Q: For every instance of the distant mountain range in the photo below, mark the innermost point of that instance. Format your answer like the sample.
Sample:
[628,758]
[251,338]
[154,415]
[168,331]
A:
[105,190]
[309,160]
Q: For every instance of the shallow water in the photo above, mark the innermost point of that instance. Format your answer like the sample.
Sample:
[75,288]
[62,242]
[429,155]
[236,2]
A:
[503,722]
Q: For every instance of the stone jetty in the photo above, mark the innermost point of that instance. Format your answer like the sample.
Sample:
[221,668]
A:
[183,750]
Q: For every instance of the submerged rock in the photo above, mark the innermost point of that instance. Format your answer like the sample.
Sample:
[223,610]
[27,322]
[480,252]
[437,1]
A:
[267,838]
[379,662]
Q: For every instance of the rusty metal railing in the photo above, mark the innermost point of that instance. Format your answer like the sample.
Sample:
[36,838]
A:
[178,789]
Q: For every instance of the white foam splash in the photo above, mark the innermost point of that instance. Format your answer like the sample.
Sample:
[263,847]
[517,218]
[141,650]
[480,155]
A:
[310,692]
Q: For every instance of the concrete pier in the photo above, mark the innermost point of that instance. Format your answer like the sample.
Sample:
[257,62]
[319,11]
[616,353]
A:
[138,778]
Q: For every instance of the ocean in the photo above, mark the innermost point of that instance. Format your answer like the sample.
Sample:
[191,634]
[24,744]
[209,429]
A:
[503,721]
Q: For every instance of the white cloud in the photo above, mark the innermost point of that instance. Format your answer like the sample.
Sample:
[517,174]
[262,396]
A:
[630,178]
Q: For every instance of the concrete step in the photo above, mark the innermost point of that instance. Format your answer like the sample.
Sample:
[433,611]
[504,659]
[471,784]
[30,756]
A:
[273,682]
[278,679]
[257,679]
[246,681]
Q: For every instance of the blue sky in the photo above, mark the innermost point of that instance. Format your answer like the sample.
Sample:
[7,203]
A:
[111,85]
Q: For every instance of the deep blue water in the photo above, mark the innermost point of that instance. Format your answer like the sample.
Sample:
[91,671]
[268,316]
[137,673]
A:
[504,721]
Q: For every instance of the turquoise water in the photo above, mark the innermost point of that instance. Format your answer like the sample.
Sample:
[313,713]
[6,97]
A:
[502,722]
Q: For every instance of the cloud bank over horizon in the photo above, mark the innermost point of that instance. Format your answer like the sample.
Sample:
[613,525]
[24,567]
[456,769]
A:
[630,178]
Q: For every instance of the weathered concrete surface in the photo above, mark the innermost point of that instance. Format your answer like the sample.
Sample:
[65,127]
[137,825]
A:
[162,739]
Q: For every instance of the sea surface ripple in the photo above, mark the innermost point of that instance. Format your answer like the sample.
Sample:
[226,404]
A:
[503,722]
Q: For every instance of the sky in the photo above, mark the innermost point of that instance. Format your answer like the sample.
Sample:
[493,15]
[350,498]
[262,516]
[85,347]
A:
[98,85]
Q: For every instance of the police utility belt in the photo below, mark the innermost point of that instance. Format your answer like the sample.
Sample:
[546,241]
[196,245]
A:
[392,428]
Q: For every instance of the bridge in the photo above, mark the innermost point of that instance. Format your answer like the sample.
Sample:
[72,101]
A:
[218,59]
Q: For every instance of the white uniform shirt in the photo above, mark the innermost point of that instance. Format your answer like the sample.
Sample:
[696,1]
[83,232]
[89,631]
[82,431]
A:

Set exercise
Update all of the lines above by changing "innermost point" to "central point" wherever it occurs, leaving everything else unchanged.

Answer in full
Q: For every instance of the distant mountain range in the photo below, mark the central point of that instance. Format your answer like the sample.
Sample:
[628,758]
[251,338]
[154,415]
[168,331]
A:
[105,190]
[309,160]
Q: For every instance of the shallow water in the photo above, mark the central point of that instance. Format your answer like the sample.
Sample:
[75,288]
[62,242]
[429,155]
[236,2]
A:
[503,722]
Q: For every instance of the stone jetty in the photo above, mark the central point of that instance. Format your answer like the sample.
Sample:
[221,668]
A:
[183,750]
Q: For every instance of the submerged rock in the photo above, mark the central point of that instance. Format your answer like the sample.
Sample:
[223,610]
[27,322]
[480,252]
[437,1]
A:
[267,838]
[379,662]
Q: For every instance of the rusty metal railing in the photo above, mark the central point of that instance. Format your answer like the sample.
Sample:
[36,838]
A:
[178,789]
Q: For every instance of the white foam splash in the photo above, mark the central point of that instance. Format your answer like the sample.
Sample:
[263,847]
[517,218]
[141,650]
[480,155]
A:
[310,692]
Q: For every instance of the concrete pier in the photo above, mark the central point of that instance. Format your answer like the sample.
Sample:
[257,62]
[319,11]
[616,353]
A:
[138,778]
Q: For every instance of the ocean in the photo above, mark the central point of that instance. Format your answer like the sample.
Sample:
[191,634]
[24,744]
[209,429]
A:
[503,721]
Q: For every instance of the white cloud in the photo above, mark the central point of that instance. Format your answer like the sample.
Sample:
[517,174]
[262,396]
A:
[630,178]
Q: For every instance of the concrete step in the photo above, mark the central point of that instance. Format your answer like the sample.
Sample:
[433,611]
[504,659]
[471,784]
[30,756]
A:
[273,682]
[278,679]
[257,679]
[246,681]
Q: For every instance of the blue sky in the photo above, mark the central point of that instance. Format your answer like the sample.
Sample:
[7,203]
A:
[111,85]
Q: For every instance of the deep blue water in the photo above, mark the central point of that instance. Format your answer like the sample.
Sample:
[91,671]
[268,316]
[137,673]
A:
[504,721]
Q: For every instance of the turquoise water in the photo above, mark the central point of that instance. Format your answer like the sample.
Sample:
[313,713]
[6,97]
A:
[502,722]
Q: For every instance of the cloud bank over horizon in the photo above, mark the central point of that instance. Format your answer like the sample.
Sample:
[613,525]
[24,567]
[456,769]
A:
[630,178]
Q: For every instance of the weathered concrete surface in the photo above, mark the central point of that instance. Format your answer like the sample.
Sample:
[65,127]
[137,825]
A:
[162,739]
Q: For every instance of the sea surface ripple in the photo above, mark the central point of that instance. Format your answer like the sample.
Sample:
[226,404]
A:
[503,722]
Q: For every instance of the sky in the photo above, mark the central point of that instance. Format your answer like the sample.
Sample:
[493,15]
[350,498]
[262,516]
[85,347]
A:
[98,85]
Q: For every instance of the police utility belt in the photo below, mark the central point of that instance. Format your answer like the sample.
Sample:
[546,241]
[196,245]
A:
[392,428]
Q: For every instance of the bridge in the photo above, mark the central point of that instance. Format your answer like the sample.
Sample:
[72,101]
A:
[218,59]
Q: For every instance of the white uniform shirt in the photo above, mark the central point of that instance. Format your answer like the sample.
Sample:
[696,1]
[83,232]
[89,631]
[82,431]
A:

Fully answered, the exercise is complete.